**What is being asked:** The line containing "[point] every instance of the green grass" marks the start, and the last line of the records below marks the end. Print that run exactly and nothing else.

**Exercise material:**

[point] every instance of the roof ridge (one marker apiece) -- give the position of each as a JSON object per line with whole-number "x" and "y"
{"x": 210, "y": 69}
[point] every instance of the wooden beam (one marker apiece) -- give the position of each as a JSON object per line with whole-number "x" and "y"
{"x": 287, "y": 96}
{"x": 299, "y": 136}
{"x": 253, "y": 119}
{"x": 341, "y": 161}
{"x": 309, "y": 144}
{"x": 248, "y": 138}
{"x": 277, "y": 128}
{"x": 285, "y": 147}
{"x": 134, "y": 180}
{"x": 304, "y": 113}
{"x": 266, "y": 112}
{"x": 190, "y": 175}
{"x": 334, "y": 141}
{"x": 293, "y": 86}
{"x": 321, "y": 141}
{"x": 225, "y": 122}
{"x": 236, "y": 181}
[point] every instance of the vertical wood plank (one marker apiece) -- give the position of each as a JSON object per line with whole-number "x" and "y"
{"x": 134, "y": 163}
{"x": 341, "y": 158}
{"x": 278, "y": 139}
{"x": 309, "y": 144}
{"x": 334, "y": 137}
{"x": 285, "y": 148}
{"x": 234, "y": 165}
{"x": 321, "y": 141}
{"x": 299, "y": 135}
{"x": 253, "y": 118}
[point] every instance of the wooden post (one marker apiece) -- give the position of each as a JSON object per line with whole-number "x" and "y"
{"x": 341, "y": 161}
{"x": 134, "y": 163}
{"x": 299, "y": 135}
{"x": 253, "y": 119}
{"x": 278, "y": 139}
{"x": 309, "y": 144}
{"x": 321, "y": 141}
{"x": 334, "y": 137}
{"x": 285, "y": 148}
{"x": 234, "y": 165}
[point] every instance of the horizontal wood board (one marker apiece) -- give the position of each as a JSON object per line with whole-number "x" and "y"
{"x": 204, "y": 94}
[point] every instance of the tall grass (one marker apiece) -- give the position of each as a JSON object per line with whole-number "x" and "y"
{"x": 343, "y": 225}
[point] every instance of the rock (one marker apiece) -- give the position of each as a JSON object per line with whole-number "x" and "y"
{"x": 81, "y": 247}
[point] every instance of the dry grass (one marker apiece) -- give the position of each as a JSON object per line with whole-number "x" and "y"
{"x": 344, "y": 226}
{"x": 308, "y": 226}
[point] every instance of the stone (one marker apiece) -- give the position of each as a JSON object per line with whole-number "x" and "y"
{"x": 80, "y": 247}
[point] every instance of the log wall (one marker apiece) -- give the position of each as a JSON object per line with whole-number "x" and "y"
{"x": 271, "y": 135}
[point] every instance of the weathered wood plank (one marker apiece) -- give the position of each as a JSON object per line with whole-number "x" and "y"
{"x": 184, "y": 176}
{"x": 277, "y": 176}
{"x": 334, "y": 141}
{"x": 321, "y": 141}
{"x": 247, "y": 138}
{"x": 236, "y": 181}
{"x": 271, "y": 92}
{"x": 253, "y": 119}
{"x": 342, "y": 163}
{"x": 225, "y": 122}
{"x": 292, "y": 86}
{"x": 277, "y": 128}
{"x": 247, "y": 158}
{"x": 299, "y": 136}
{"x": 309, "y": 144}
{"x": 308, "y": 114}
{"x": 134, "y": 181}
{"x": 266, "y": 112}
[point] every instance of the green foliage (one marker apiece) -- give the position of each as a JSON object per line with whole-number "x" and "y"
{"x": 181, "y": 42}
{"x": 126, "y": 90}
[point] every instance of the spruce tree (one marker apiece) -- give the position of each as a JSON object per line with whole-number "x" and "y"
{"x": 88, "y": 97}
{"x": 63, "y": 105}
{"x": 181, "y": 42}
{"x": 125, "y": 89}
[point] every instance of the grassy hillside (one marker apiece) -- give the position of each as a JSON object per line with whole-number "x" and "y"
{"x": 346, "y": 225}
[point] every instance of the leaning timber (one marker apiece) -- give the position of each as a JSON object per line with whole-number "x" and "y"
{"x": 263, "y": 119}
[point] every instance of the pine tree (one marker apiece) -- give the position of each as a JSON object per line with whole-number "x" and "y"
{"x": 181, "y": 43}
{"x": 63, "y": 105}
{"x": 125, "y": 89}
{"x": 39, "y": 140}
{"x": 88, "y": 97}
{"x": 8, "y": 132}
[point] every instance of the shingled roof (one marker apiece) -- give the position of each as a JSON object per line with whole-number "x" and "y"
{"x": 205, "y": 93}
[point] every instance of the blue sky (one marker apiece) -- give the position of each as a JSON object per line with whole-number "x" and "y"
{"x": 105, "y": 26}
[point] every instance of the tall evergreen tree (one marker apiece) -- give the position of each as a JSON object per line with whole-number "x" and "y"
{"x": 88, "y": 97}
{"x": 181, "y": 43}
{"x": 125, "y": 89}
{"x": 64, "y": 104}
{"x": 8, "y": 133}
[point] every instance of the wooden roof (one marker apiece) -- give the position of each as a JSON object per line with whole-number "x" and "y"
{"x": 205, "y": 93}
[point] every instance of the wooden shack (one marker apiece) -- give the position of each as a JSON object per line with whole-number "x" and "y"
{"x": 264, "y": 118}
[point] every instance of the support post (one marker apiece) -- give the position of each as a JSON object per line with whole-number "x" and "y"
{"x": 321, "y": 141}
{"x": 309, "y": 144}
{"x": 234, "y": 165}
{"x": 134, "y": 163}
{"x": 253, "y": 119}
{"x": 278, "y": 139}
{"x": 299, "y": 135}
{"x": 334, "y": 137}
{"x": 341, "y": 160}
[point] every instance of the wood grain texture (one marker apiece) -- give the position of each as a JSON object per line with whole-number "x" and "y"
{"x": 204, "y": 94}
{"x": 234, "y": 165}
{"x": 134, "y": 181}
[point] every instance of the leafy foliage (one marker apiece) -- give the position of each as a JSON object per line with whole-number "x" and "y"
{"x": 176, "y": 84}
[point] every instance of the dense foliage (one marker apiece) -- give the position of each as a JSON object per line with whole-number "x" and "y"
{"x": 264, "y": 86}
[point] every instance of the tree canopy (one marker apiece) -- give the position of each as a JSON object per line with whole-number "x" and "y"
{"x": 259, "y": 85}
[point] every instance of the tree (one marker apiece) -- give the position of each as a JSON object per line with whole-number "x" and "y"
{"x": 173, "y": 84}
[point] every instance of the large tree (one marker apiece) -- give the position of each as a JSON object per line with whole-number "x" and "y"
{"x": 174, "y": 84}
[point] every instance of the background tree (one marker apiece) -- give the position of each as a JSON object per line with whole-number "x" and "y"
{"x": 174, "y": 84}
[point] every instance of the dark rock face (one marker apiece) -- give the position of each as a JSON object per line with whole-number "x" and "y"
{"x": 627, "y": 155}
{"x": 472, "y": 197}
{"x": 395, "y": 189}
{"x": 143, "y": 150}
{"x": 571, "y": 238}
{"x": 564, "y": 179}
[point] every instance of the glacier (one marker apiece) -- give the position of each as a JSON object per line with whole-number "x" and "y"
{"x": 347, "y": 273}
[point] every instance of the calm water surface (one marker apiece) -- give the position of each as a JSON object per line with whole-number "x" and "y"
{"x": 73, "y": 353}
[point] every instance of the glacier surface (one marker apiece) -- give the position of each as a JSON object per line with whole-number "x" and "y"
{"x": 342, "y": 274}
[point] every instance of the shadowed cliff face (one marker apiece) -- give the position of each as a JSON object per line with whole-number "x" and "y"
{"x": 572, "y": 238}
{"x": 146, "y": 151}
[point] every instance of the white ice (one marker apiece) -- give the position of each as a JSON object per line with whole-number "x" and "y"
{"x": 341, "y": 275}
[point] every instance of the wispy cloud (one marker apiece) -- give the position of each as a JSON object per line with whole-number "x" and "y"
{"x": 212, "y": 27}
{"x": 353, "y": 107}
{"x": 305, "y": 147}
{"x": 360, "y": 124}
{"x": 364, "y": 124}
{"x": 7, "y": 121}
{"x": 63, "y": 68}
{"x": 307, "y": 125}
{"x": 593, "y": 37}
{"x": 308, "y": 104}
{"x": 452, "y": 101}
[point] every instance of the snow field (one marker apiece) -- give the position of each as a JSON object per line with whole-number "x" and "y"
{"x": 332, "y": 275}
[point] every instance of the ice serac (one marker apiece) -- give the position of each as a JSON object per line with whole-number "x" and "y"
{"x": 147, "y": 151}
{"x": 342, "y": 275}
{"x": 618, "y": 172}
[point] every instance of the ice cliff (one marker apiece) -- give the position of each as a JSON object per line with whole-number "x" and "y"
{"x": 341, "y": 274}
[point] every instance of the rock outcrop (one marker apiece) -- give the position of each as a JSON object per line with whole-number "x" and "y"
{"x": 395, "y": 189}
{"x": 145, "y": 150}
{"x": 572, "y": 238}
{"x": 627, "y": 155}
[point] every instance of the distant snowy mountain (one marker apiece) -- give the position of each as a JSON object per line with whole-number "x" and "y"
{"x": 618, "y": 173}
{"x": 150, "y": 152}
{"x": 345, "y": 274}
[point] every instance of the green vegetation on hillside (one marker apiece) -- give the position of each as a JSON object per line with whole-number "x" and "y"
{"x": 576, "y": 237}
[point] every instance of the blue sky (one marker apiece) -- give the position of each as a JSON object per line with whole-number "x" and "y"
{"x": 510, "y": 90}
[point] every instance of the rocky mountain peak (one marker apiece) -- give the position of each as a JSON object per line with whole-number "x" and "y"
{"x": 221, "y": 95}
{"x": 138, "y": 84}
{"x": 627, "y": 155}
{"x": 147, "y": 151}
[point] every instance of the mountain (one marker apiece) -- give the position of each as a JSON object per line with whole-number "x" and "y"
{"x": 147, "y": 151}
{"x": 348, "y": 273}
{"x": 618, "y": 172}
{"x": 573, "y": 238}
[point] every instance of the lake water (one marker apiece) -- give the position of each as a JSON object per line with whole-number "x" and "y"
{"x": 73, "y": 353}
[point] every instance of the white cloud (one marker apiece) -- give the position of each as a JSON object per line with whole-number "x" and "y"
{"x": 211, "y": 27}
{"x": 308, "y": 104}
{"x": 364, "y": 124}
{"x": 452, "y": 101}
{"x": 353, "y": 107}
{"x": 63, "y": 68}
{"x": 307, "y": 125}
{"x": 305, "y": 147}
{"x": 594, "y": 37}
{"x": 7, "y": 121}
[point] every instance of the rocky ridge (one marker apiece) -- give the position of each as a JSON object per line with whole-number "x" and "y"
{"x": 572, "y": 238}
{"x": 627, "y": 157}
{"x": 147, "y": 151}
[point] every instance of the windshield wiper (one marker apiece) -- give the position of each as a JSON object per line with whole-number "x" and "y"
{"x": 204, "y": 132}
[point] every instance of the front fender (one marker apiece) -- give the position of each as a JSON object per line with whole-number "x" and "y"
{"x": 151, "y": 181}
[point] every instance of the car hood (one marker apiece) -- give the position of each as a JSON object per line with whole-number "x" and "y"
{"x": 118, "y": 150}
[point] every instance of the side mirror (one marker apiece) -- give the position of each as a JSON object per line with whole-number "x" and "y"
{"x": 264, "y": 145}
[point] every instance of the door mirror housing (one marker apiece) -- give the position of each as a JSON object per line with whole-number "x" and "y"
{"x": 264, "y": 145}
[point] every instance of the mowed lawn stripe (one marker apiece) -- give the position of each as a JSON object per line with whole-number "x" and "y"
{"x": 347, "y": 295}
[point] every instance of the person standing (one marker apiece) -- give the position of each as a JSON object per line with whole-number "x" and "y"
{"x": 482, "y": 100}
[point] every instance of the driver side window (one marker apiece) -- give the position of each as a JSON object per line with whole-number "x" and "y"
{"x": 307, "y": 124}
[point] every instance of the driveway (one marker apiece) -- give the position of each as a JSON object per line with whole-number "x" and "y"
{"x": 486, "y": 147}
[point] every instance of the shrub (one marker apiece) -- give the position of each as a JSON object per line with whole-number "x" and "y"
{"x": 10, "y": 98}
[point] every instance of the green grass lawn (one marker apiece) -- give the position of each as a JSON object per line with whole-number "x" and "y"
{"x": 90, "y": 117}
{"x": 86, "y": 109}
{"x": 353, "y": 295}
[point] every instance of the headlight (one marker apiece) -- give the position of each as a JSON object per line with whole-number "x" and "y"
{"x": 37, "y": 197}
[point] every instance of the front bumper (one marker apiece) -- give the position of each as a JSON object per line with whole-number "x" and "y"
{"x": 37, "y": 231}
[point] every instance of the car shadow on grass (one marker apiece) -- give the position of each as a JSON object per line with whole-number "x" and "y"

**Answer to this problem:**
[point] every instance of the green grass lawn (one marker apiece) -- give the position of each as a JSON object per line with whole-number "x" and "y"
{"x": 90, "y": 117}
{"x": 86, "y": 109}
{"x": 353, "y": 295}
[point] every instance of the headlight (one marker apiece) -- give the position of each as a JSON object per line with whole-number "x" and "y"
{"x": 37, "y": 197}
[point] every instance of the front bumper (one marker apiece) -- give the position of each as a JSON object per line with whole-number "x" and "y"
{"x": 37, "y": 231}
[point] every instance of the car shadow on grass (one marker apiece) -- give the position of each as a JSON object per line with whole-number "x" and "y"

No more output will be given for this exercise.